[Data shown Boundary: Start]

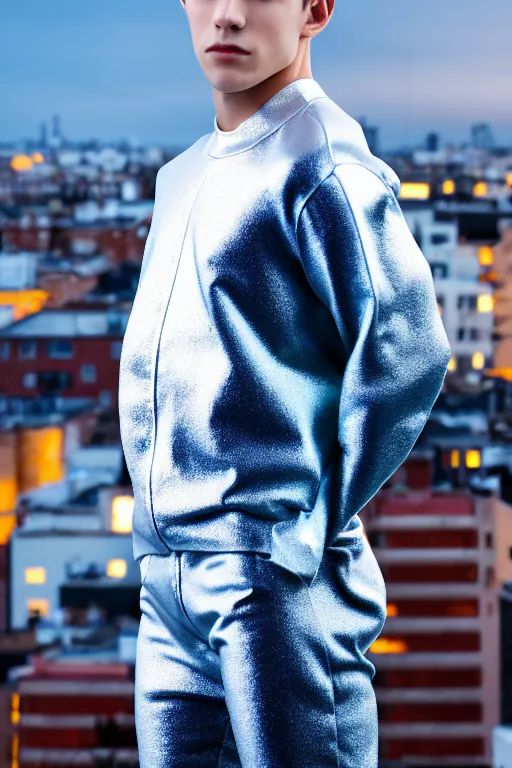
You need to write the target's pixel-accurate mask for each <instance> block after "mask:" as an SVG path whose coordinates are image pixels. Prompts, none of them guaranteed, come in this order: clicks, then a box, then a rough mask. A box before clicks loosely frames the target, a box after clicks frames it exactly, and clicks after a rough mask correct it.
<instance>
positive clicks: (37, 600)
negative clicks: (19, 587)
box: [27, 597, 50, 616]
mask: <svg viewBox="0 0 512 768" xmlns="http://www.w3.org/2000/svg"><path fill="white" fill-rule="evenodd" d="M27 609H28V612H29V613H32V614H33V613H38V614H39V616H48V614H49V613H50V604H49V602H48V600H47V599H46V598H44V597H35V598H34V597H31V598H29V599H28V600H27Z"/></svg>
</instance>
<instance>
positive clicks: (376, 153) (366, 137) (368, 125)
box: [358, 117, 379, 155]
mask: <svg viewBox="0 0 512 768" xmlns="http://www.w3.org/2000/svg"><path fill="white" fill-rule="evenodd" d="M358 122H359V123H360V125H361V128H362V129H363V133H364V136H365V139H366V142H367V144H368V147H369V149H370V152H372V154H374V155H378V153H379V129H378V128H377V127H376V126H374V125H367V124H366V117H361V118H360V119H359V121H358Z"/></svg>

[Data shown Boundary: End]
[Data shown Boundary: Start]

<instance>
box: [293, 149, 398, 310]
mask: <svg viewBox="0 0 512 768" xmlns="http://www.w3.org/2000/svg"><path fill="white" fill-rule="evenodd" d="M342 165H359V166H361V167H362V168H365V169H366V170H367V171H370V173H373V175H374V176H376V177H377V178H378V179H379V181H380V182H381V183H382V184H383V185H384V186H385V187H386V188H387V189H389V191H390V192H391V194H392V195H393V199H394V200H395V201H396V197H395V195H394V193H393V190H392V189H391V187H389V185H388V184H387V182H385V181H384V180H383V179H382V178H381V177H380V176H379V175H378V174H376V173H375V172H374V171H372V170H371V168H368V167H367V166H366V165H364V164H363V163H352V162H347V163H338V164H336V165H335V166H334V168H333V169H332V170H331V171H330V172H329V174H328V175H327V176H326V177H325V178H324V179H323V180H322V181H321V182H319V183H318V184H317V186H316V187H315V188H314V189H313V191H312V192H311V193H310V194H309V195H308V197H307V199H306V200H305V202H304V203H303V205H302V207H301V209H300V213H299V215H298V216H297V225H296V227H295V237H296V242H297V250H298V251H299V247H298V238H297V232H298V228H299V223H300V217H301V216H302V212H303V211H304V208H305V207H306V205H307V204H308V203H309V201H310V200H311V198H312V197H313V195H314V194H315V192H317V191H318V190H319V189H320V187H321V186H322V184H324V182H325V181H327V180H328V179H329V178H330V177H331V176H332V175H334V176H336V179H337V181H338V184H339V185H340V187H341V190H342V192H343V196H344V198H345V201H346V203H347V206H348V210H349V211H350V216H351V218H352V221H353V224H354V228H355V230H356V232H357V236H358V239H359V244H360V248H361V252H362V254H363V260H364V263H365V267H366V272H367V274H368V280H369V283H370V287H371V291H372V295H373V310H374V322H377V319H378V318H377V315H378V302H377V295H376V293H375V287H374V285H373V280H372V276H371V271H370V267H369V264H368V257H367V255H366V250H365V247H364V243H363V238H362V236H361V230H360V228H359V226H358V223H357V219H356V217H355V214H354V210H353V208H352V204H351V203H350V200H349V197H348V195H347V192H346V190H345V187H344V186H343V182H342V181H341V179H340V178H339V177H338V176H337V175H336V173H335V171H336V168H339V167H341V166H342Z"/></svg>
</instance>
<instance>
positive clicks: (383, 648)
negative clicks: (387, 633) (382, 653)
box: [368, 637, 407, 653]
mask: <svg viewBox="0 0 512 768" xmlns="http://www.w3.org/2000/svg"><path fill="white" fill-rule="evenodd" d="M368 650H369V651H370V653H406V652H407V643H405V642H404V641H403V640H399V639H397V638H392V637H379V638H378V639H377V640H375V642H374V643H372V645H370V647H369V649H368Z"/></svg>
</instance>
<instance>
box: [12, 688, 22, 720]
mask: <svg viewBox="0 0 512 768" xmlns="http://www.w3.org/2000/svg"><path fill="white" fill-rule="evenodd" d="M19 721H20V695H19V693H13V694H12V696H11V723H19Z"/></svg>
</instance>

[Data shown Boundary: End]
[Data shown Boundary: Start]

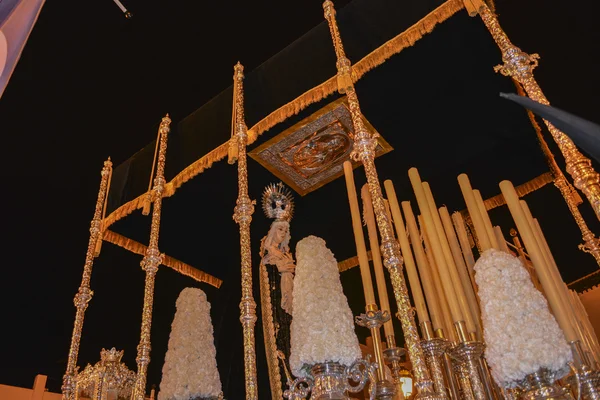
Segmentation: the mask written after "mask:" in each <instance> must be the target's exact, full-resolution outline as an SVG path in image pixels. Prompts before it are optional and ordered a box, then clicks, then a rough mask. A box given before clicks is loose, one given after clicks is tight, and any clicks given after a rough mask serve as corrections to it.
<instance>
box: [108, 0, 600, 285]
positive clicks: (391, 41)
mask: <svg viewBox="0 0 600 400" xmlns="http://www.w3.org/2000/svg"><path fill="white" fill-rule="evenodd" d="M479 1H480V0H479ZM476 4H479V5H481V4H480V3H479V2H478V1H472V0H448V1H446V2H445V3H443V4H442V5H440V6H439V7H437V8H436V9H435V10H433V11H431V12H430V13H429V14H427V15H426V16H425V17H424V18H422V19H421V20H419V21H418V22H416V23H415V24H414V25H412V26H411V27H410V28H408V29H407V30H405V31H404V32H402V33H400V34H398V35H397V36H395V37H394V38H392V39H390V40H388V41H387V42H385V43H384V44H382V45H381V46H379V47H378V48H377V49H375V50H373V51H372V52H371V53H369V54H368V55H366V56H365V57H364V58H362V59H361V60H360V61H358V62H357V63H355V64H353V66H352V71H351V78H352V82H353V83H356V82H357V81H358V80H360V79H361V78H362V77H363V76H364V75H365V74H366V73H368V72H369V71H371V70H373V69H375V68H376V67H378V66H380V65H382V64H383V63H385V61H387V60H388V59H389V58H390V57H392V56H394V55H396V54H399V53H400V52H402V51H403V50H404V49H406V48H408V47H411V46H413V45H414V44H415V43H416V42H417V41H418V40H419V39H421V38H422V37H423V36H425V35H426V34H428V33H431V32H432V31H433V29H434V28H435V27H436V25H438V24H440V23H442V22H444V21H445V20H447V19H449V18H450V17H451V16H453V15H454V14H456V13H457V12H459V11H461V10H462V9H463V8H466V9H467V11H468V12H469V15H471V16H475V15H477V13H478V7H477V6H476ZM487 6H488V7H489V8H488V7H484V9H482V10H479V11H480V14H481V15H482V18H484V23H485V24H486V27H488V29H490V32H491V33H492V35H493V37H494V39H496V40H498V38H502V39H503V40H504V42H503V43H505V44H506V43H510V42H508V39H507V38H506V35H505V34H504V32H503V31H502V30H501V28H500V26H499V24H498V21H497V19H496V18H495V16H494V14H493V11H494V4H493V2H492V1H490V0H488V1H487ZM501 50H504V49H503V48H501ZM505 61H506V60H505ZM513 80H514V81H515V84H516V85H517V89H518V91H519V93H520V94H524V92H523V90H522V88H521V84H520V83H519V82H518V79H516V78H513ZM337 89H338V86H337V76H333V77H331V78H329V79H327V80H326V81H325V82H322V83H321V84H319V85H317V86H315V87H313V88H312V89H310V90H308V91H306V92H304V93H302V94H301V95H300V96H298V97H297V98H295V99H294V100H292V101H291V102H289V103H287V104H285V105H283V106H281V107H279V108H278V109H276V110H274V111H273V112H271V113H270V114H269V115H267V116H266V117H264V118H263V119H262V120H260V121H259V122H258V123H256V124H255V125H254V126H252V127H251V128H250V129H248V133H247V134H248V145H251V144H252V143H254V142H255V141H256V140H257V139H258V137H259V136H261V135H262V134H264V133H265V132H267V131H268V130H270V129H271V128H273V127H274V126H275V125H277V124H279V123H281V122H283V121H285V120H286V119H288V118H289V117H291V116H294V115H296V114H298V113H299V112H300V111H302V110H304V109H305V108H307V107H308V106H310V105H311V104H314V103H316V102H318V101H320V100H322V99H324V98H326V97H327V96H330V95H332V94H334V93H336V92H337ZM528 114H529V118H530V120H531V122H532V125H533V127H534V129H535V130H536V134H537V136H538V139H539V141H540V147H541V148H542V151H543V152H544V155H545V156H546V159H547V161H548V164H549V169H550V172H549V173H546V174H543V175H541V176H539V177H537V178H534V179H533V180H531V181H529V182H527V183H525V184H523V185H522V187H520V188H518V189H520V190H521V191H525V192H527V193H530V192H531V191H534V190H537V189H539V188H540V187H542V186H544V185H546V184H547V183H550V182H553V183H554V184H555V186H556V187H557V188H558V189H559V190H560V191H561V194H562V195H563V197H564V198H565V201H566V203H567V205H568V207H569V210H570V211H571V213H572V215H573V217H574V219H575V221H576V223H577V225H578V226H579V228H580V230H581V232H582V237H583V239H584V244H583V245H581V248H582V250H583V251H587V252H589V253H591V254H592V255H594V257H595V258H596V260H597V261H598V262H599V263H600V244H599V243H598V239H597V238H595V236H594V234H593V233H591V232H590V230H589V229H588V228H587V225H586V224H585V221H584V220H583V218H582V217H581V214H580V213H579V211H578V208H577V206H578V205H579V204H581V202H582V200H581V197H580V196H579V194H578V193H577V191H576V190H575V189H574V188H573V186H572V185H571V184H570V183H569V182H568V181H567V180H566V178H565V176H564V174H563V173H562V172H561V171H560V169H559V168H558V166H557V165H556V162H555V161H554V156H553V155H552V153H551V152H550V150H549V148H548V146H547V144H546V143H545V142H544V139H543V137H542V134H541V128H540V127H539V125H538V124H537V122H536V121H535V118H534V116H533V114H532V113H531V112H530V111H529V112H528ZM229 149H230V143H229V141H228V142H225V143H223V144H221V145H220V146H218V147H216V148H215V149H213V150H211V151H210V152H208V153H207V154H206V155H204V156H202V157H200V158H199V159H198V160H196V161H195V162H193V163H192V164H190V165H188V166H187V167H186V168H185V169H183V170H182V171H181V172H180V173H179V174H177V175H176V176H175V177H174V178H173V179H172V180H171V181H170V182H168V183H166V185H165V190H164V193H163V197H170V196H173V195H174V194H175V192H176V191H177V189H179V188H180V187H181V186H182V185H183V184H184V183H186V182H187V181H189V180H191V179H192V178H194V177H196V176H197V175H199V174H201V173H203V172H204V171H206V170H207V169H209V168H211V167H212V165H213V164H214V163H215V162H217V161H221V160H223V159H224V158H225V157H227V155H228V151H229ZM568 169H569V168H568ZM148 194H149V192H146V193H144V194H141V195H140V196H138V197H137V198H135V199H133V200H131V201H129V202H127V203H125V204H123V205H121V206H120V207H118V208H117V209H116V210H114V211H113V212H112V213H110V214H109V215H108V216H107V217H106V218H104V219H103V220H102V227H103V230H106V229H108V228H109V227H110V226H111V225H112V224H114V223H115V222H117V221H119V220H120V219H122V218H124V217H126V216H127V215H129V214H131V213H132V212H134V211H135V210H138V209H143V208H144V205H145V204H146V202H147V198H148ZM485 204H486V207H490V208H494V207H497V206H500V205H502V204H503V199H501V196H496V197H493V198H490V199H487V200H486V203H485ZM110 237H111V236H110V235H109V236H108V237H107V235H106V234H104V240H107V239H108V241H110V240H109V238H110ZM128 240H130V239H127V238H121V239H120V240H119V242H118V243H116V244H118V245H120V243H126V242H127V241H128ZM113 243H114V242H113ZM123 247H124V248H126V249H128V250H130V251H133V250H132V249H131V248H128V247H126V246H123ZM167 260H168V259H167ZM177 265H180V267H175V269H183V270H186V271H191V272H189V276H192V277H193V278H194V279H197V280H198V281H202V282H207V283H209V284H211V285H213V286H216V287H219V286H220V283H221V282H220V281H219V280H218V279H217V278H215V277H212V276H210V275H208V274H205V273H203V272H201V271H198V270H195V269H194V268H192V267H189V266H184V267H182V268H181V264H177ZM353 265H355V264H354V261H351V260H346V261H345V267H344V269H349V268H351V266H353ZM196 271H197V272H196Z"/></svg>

[Data shown Boundary: End]

▶ **Work item**: When you reach the line holding "positive clicks: (37, 600)" in the records above, begin reproducing exactly, stop after the line holding "positive clicks: (376, 153)", and output nothing else.

▶ **Answer section**:
positive clicks: (37, 600)
negative clicks: (19, 587)
box: [27, 597, 50, 616]
mask: <svg viewBox="0 0 512 768" xmlns="http://www.w3.org/2000/svg"><path fill="white" fill-rule="evenodd" d="M27 609H28V612H29V613H32V614H33V613H38V614H39V616H48V614H49V613H50V604H49V602H48V600H47V599H46V598H44V597H35V598H34V597H31V598H29V599H28V600H27Z"/></svg>
</instance>
<instance>
positive clicks: (376, 153) (366, 137) (368, 125)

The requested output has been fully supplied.